— Begin Task data —
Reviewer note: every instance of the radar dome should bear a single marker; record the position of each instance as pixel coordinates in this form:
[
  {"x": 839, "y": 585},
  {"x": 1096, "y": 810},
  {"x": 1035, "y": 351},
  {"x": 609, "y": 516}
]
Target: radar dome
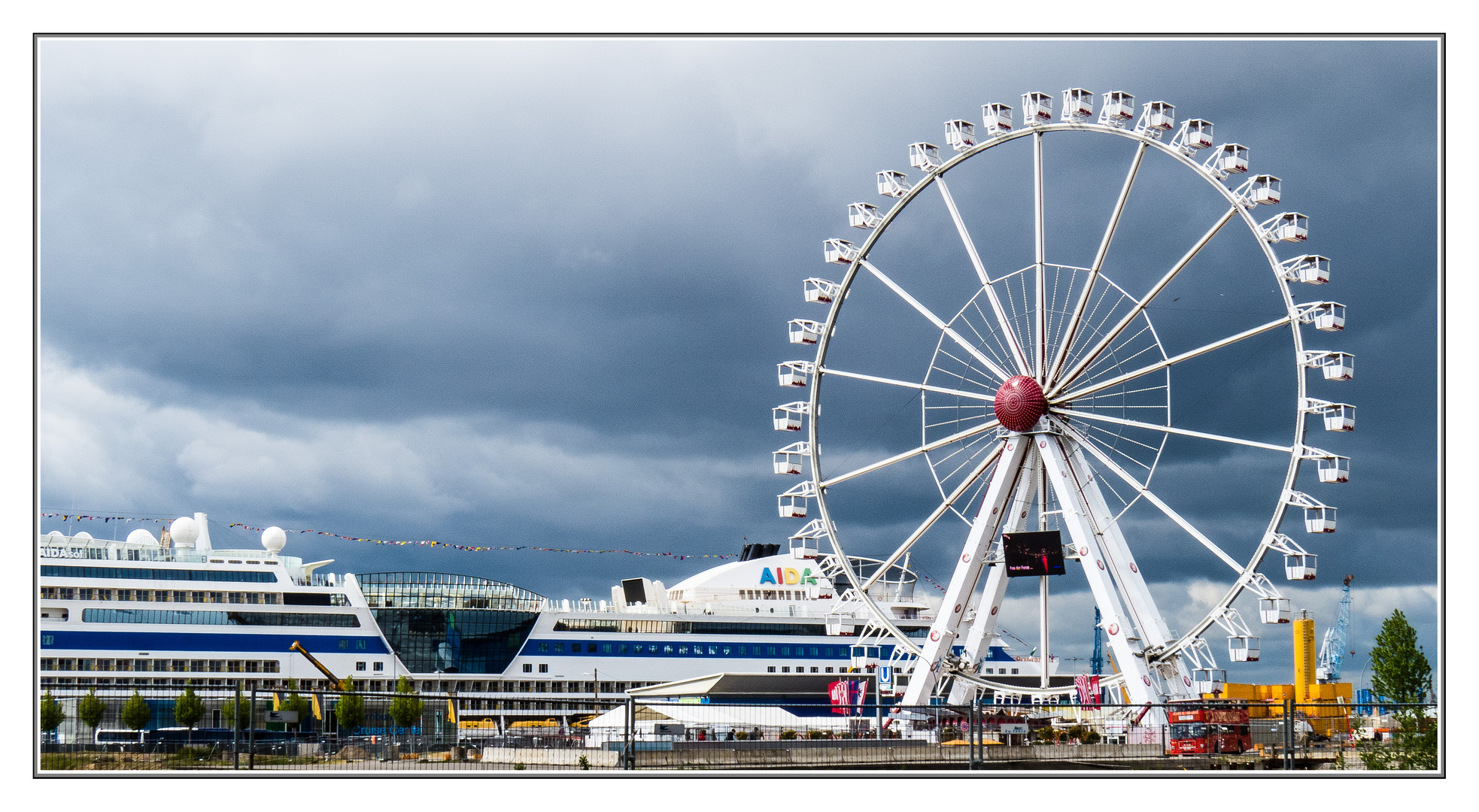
— End Task data —
— Begin Task data —
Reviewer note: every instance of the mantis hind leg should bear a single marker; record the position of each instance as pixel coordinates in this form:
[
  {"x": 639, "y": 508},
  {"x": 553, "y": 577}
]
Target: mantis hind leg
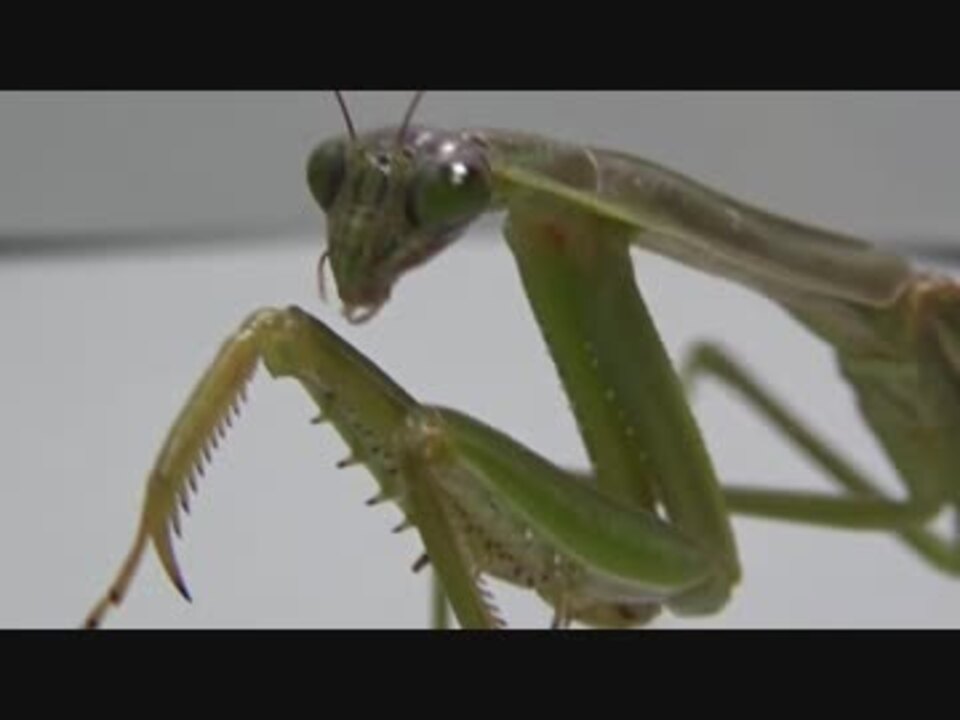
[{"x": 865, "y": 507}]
— End Task data —
## Problem
Set out the material as a Markdown table with the columns Row and Line Text, starting at the line that contains "Reviewer note: every instance of the radar" and ending at the line that contains "Target: radar dome". Number each line in the Row column and omit any blank lines.

## Completed task
| Row | Line Text |
|---|---|
| 1 | Reviewer note: every instance of the radar dome should bear a single marker; record the position of each instance as pixel coordinates in this form: |
| 2 | [ |
| 3 |   {"x": 839, "y": 585}, |
| 4 |   {"x": 1096, "y": 810}, |
| 5 |   {"x": 1035, "y": 351}, |
| 6 |   {"x": 609, "y": 516} |
| 7 | ] |
| 8 | Target: radar dome |